Location identification items
<<<<
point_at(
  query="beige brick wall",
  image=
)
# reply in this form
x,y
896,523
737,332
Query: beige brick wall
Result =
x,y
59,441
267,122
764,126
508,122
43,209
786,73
>>>>
#### Aim:
Please pull out these lines and reproduce them exactly, covering every one of them.

#### Written reply:
point_at(
  query="beige brick wall",
  image=
)
# reply in this form
x,y
896,523
737,332
Query: beige brick wall
Result =
x,y
59,441
267,122
764,126
508,122
43,209
786,73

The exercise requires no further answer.